Object detection data
################

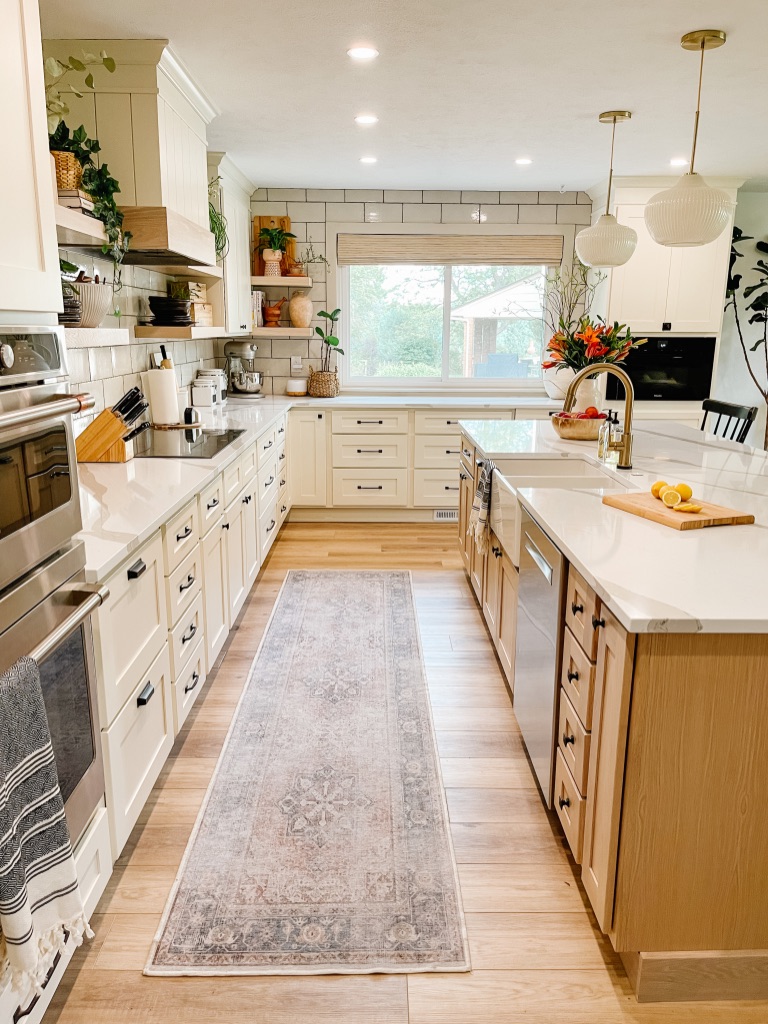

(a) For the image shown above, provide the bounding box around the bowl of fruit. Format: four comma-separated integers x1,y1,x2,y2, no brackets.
552,406,607,441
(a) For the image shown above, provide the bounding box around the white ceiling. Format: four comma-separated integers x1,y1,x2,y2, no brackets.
40,0,768,189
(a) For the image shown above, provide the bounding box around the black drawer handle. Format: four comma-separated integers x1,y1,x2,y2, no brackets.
136,683,155,708
128,558,146,580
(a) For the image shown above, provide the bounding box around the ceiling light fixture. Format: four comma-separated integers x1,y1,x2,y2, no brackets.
575,111,637,267
645,29,733,246
347,46,379,60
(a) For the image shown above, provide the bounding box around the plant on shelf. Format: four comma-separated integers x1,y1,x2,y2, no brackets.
725,227,768,450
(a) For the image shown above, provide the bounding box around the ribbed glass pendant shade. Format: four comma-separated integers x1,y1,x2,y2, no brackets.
575,213,637,267
645,174,734,246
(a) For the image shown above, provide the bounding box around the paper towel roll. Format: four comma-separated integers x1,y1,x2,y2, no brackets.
141,370,181,424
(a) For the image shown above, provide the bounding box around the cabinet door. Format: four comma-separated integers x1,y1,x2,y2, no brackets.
288,409,328,505
582,606,635,932
0,0,61,312
494,551,517,690
203,523,229,672
607,203,672,334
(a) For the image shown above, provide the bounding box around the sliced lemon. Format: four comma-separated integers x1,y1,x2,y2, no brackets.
650,480,669,498
662,487,683,509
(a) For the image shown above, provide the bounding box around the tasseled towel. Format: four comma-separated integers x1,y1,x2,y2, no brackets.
0,657,93,999
469,459,496,555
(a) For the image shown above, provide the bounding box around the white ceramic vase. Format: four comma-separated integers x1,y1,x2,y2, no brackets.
288,290,312,328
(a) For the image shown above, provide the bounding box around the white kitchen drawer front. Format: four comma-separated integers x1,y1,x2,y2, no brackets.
414,434,462,469
414,469,460,509
163,500,199,574
331,410,408,434
171,639,206,736
333,469,408,506
198,475,224,537
168,594,205,679
93,532,168,727
165,544,203,628
333,434,408,469
101,646,173,860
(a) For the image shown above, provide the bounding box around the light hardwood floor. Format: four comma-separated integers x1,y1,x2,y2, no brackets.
45,523,768,1024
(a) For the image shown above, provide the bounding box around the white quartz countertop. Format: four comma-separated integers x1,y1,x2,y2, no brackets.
462,420,768,633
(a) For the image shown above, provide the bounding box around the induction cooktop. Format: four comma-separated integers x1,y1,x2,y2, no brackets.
133,427,245,459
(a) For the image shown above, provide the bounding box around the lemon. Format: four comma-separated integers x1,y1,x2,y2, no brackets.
675,483,693,502
650,480,669,498
662,487,683,509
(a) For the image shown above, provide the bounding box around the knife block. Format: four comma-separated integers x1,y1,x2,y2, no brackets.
75,409,133,462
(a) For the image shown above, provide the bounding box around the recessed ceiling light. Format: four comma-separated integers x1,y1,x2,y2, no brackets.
347,46,379,60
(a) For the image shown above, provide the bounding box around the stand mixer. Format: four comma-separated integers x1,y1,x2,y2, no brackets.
224,341,264,398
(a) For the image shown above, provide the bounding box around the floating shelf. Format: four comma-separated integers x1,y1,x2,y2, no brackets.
251,276,312,288
65,327,131,348
133,325,229,341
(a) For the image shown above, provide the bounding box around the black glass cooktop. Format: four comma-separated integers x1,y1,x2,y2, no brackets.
133,427,245,459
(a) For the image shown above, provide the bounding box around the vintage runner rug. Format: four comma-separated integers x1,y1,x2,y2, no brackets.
144,570,469,975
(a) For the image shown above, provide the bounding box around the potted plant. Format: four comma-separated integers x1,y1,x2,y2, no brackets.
307,309,344,398
259,227,296,278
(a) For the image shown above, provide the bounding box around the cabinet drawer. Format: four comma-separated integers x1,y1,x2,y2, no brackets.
168,594,204,679
93,532,168,726
333,434,408,469
555,750,587,864
565,565,600,662
165,544,203,628
414,434,462,469
163,501,199,575
171,638,206,735
331,410,408,434
560,626,595,729
101,646,173,860
333,469,408,507
198,474,224,537
557,689,590,797
414,469,461,509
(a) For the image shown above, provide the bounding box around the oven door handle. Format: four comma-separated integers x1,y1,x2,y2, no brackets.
0,394,96,430
30,584,110,664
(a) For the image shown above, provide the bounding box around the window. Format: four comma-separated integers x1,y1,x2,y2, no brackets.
344,263,547,384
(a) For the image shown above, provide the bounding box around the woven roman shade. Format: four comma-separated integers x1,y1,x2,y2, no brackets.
336,233,563,266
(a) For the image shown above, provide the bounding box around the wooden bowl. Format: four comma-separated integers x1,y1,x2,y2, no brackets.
550,416,605,441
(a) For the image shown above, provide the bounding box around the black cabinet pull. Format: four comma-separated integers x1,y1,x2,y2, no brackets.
136,683,155,708
128,558,146,580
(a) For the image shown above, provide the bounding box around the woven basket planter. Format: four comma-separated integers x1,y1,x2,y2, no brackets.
307,370,339,398
51,150,83,188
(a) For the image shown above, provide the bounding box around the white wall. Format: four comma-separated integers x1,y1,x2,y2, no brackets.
712,189,768,447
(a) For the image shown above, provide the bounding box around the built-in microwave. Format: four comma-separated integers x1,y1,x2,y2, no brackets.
605,338,715,401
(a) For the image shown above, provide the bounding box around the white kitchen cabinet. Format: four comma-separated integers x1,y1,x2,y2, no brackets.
288,409,325,505
0,0,61,312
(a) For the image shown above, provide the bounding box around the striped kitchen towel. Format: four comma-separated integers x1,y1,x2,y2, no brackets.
469,459,496,555
0,657,93,999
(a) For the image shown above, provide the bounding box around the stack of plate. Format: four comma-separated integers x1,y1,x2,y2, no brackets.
150,295,193,327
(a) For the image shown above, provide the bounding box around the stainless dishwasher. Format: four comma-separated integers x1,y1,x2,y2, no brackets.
514,508,565,807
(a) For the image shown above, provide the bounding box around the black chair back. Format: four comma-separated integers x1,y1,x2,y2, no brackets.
701,398,758,444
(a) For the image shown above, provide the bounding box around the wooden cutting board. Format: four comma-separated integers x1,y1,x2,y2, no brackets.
603,492,755,529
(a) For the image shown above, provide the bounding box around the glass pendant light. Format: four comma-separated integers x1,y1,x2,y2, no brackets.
575,111,637,267
645,29,734,246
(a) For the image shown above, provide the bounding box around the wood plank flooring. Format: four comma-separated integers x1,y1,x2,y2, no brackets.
45,523,768,1024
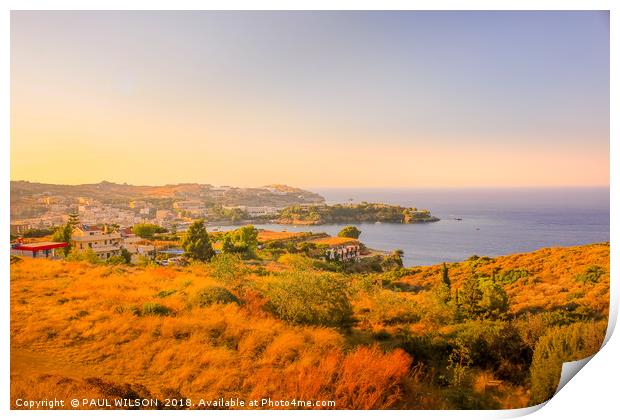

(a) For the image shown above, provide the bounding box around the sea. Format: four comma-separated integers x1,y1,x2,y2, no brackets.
236,187,610,267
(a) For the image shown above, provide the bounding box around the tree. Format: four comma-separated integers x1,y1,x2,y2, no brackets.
222,225,258,258
266,271,353,327
441,263,452,290
52,221,73,257
459,274,482,318
478,273,508,318
530,321,607,405
181,219,215,261
437,263,452,303
338,226,362,239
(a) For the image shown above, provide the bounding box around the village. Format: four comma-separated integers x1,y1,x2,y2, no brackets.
11,209,382,265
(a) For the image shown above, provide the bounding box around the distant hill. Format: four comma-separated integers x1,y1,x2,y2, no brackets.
11,181,325,212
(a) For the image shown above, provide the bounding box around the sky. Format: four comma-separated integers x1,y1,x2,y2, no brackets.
11,11,610,188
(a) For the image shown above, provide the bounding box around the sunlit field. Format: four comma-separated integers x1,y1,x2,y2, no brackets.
11,244,609,409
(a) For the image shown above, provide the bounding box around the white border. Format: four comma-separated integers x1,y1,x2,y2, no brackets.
0,0,620,419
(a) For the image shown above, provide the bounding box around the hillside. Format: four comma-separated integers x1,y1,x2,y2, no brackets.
11,244,609,409
11,181,324,218
278,203,439,225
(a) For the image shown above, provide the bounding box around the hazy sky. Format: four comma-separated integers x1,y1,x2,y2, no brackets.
11,11,609,187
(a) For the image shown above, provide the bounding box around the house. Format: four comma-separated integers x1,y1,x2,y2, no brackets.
11,242,69,258
223,206,282,218
172,200,205,216
71,225,121,260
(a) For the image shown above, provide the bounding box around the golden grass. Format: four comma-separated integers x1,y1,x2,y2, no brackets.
11,243,609,409
400,243,609,314
11,260,410,408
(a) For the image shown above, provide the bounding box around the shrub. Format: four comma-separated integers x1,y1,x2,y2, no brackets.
338,226,362,239
141,302,172,316
497,268,530,284
266,271,352,326
575,265,606,284
478,276,508,318
530,322,607,405
194,286,239,307
211,254,246,283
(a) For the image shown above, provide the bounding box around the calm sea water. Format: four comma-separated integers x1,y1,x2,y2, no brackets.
222,188,609,266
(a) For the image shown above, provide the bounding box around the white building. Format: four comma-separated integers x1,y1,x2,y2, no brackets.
71,225,121,260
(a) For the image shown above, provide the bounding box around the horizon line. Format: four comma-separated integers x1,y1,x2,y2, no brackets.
10,179,611,190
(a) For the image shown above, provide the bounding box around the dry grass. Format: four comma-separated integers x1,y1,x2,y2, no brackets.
11,260,410,408
11,243,609,409
400,243,609,314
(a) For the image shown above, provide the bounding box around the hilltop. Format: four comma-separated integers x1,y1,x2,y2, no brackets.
11,241,609,409
11,181,325,206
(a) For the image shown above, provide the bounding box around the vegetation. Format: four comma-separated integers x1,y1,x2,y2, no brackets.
222,225,258,258
530,322,607,404
278,202,439,225
182,220,215,261
266,271,352,327
338,226,362,239
10,241,609,409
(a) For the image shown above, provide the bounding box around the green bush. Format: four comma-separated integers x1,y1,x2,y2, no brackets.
497,268,530,284
266,271,352,327
530,322,607,405
575,265,606,284
210,254,247,283
194,286,239,307
338,226,362,239
140,302,172,316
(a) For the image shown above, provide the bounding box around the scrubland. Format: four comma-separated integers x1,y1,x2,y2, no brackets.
10,244,609,409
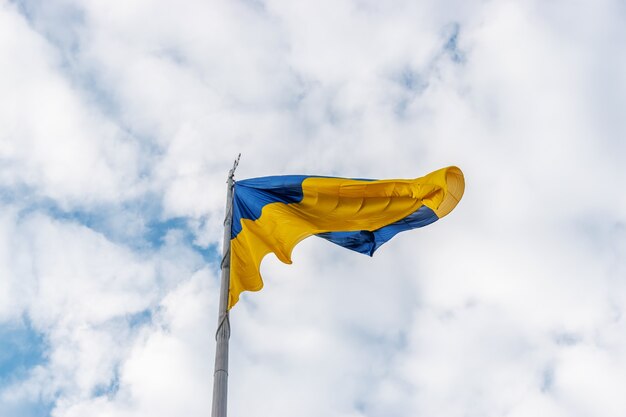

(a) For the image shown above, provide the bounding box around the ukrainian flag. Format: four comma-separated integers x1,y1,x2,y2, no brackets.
228,167,465,309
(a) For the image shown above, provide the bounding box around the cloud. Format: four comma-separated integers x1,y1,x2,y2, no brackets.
0,0,626,417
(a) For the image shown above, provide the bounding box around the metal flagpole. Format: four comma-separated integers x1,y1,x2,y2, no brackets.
211,154,241,417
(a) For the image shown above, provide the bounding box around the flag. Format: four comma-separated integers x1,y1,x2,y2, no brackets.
228,167,465,309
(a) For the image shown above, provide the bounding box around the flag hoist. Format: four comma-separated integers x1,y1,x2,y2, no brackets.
212,157,465,417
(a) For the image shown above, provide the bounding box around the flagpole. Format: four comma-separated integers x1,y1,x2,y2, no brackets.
211,154,241,417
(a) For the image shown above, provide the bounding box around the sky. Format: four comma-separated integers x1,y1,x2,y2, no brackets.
0,0,626,417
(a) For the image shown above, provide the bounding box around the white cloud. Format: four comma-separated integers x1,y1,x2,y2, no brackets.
0,0,626,417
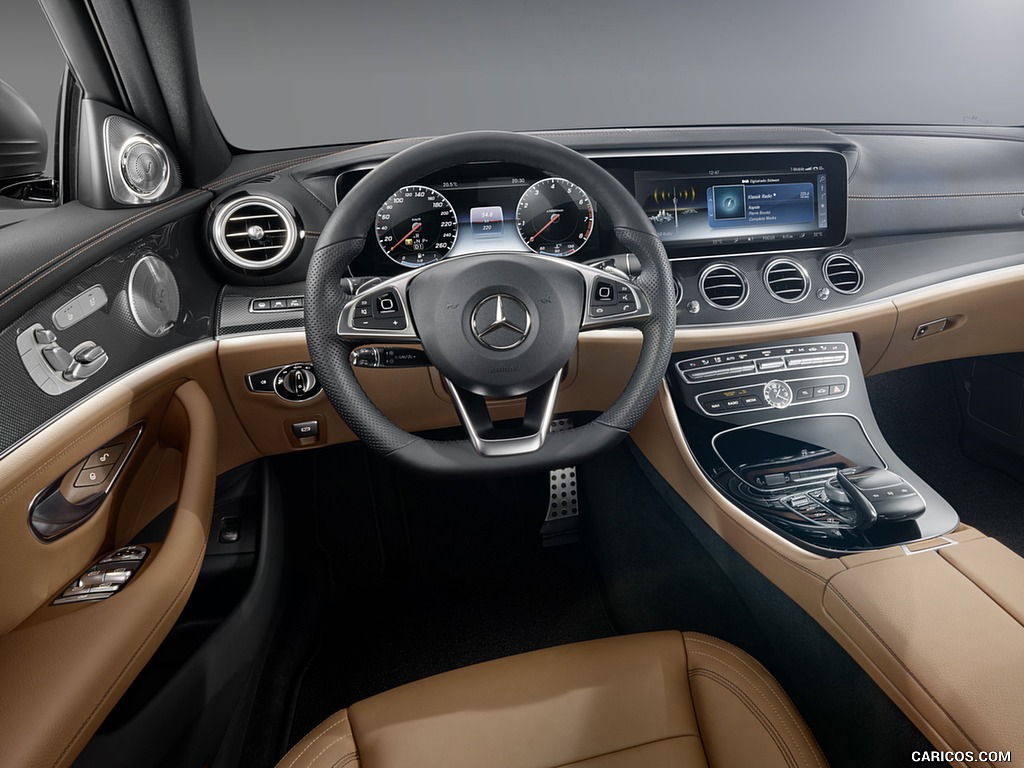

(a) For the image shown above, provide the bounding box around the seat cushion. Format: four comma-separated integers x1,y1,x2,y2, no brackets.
279,632,825,768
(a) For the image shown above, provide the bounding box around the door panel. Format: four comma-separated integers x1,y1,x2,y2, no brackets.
0,381,217,765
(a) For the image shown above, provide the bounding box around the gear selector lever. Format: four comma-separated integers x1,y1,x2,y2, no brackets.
825,467,926,528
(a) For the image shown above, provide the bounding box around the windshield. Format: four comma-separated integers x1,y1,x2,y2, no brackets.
193,0,1024,150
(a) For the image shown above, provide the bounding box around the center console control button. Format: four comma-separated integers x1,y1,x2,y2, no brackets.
677,342,850,383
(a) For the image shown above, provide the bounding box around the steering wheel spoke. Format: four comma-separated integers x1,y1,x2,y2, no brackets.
444,371,562,457
338,274,419,342
305,131,676,475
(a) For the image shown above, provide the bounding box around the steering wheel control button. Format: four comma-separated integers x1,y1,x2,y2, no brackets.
292,420,319,440
470,293,532,351
85,442,125,469
348,347,430,368
75,464,114,488
246,368,281,393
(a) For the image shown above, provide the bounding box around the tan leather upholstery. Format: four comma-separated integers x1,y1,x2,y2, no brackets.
279,632,825,768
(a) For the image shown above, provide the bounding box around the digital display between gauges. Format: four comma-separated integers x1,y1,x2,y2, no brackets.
515,178,594,256
374,184,459,267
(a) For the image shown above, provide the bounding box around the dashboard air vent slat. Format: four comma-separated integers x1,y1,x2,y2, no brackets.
212,195,298,270
821,252,864,294
765,259,811,304
700,264,748,309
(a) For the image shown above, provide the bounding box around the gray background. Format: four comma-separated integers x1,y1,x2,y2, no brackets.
186,0,1024,148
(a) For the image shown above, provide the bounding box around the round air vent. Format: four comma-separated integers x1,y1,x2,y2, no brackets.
212,195,299,269
821,256,864,293
700,264,748,309
765,259,811,304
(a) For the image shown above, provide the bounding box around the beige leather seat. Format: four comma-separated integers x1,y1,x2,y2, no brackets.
279,632,825,768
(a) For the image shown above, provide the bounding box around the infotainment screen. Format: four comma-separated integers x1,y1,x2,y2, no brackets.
609,152,847,256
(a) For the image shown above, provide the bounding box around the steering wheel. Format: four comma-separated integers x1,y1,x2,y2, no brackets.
305,131,676,475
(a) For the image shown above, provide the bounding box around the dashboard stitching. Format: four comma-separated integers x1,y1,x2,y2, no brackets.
847,191,1024,201
825,582,978,752
0,189,207,315
56,520,209,763
686,671,802,768
0,379,183,504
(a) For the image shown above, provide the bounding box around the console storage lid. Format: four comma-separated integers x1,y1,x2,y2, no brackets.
823,538,1024,765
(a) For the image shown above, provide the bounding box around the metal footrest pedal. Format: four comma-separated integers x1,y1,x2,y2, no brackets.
541,419,580,547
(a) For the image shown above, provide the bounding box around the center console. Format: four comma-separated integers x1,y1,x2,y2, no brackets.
669,334,958,556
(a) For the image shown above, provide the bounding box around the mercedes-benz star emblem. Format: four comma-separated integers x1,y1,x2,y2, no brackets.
471,293,530,349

################

Problem statement
Copy everything from the line containing "the cabinet door." down to the line containing "462,420,768,633", switching "comma-separated" to "comma-delimited" and leaving the rest unchanged.

Expected output
(a) For the image shown above, provide the bounding box around the cabinet door. Format: four comma-delimited integers x1,y1,x2,y2, no brackets.
288,409,328,505
582,606,635,932
0,0,61,312
494,551,517,690
203,523,229,672
607,203,672,334
(a) For the image shown above, provide the bounding box around the sliced lemon. Format: four comma-delimited integers x1,y1,x2,y2, no brackets.
650,480,669,498
662,487,683,509
(a) For the image shown above, provide the bounding box around the tasseled towel. Format: four comma-delimited integers x1,y1,x2,y2, no brackets.
0,657,93,999
469,459,496,555
(a) For the image shown above, provide the bounding box around the white ceramic vase. Format: four comma-delimited integers x1,y1,x2,y2, no brackets.
288,290,312,328
(a) For the image shown above, provide the bounding box around the white kitchen drawer front. Format: four comma-delimited integers x1,y1,x2,y2, no brackets.
414,434,462,469
414,469,460,509
163,500,199,574
331,410,408,434
171,639,206,736
333,469,408,506
198,475,224,537
168,594,205,679
93,532,168,727
165,544,203,628
333,434,408,469
101,646,173,860
(a) For the image shown above, provide the bounding box around the light hardwood floor. Format: four comma-delimited integers x1,y1,x2,y2, no brackets.
45,523,768,1024
(a) For the image shown above, provide the bounding box around the white quartz countertop. Format: four comma-delimited integers x1,y1,x2,y2, no brackets.
462,420,768,633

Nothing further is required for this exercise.